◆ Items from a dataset
________________________________________

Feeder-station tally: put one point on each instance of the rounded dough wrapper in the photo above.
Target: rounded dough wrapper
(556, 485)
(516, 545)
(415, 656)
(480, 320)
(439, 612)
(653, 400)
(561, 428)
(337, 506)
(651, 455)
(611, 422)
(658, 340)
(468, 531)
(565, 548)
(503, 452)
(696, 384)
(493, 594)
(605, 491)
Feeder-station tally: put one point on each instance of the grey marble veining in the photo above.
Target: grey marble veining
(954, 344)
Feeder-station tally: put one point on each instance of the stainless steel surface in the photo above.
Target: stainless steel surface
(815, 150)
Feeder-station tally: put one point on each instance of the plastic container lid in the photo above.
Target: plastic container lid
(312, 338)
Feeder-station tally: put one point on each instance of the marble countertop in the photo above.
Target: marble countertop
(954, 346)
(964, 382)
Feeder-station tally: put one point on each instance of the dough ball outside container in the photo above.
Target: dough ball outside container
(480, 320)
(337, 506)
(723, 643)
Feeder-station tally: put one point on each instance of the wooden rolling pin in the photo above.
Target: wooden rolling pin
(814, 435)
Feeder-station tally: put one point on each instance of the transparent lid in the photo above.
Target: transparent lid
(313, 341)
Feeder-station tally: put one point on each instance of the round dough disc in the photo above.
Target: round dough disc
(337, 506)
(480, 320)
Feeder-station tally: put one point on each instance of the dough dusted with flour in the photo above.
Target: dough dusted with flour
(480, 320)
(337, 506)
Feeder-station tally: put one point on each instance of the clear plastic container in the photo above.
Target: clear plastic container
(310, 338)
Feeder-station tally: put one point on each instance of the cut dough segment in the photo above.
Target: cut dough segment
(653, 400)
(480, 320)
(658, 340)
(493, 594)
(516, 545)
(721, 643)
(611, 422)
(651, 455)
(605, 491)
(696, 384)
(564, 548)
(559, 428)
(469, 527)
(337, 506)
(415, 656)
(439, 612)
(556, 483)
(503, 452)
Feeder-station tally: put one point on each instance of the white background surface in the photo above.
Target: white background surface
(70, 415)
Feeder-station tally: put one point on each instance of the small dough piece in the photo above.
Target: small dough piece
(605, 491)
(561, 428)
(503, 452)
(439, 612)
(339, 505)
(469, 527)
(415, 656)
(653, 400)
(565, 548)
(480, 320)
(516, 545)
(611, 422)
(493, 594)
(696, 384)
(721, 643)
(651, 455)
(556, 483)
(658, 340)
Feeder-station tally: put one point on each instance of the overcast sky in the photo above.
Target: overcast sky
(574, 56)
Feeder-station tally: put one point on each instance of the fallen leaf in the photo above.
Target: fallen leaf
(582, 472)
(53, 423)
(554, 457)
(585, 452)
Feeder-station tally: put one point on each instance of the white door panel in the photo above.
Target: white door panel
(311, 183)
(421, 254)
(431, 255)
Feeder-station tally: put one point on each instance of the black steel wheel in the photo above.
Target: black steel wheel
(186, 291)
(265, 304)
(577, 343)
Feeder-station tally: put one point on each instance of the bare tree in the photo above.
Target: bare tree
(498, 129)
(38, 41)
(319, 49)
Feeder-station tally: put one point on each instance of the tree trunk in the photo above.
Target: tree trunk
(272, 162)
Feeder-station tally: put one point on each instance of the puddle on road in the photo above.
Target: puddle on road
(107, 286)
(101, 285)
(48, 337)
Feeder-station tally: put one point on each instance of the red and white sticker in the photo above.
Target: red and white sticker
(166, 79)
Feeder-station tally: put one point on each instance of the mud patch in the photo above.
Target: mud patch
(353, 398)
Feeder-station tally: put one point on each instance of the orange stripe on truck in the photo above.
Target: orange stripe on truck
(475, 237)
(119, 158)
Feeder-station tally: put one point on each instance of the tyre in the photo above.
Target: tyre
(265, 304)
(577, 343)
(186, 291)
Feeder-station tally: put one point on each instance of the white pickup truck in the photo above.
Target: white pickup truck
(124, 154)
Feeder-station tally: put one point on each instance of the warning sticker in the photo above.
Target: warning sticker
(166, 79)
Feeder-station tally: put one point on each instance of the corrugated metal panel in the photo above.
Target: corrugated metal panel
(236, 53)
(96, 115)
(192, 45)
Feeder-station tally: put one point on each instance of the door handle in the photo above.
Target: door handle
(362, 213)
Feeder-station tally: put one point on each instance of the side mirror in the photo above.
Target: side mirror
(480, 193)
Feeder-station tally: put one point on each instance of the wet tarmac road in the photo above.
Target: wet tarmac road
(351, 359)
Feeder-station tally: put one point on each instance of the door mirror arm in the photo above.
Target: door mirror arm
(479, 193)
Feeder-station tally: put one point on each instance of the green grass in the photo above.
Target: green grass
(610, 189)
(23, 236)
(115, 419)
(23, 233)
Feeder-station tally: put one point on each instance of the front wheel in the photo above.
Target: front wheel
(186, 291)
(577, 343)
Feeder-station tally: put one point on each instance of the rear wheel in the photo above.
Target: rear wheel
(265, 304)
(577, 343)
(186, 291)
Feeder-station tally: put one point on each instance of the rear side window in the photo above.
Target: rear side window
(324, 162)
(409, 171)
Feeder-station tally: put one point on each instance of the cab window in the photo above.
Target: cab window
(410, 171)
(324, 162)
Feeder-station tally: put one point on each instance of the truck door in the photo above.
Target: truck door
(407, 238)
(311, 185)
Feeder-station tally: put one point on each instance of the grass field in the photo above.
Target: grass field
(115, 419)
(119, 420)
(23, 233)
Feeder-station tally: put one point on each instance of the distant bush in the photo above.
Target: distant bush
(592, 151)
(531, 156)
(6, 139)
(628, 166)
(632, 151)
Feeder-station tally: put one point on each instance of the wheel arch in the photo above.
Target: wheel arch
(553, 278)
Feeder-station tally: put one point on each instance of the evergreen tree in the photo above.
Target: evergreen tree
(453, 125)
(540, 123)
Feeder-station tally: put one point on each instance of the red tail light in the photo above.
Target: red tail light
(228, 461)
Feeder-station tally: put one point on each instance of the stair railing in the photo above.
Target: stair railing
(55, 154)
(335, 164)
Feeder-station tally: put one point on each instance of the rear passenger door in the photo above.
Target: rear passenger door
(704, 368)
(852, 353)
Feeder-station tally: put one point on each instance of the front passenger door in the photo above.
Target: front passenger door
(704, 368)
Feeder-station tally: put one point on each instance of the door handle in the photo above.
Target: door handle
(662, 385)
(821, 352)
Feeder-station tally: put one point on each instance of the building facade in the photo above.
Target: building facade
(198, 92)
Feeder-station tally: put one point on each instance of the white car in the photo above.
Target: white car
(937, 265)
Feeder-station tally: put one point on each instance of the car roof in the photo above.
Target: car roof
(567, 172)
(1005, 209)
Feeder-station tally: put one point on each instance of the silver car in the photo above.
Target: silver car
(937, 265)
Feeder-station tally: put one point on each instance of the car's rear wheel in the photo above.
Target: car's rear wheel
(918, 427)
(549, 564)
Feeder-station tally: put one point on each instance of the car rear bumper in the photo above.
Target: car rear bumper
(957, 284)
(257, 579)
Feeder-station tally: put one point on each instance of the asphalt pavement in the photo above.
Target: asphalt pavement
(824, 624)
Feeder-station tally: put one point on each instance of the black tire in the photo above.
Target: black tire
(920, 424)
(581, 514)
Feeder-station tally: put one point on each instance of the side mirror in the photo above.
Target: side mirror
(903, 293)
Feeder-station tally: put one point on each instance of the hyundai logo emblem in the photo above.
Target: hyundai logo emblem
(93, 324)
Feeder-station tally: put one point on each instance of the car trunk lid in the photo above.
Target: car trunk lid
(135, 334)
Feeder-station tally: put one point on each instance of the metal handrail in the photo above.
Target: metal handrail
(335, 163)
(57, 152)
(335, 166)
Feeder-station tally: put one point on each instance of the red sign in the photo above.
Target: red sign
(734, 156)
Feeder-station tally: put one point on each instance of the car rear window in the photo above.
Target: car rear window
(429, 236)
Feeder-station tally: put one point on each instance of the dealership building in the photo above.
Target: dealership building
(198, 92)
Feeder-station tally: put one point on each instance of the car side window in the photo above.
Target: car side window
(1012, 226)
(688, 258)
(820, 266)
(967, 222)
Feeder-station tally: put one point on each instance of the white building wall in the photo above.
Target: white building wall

________________________________________

◆ Action item
Give the number of lines in the records that contain the word "wall", and write nothing else.

◆ Task output
2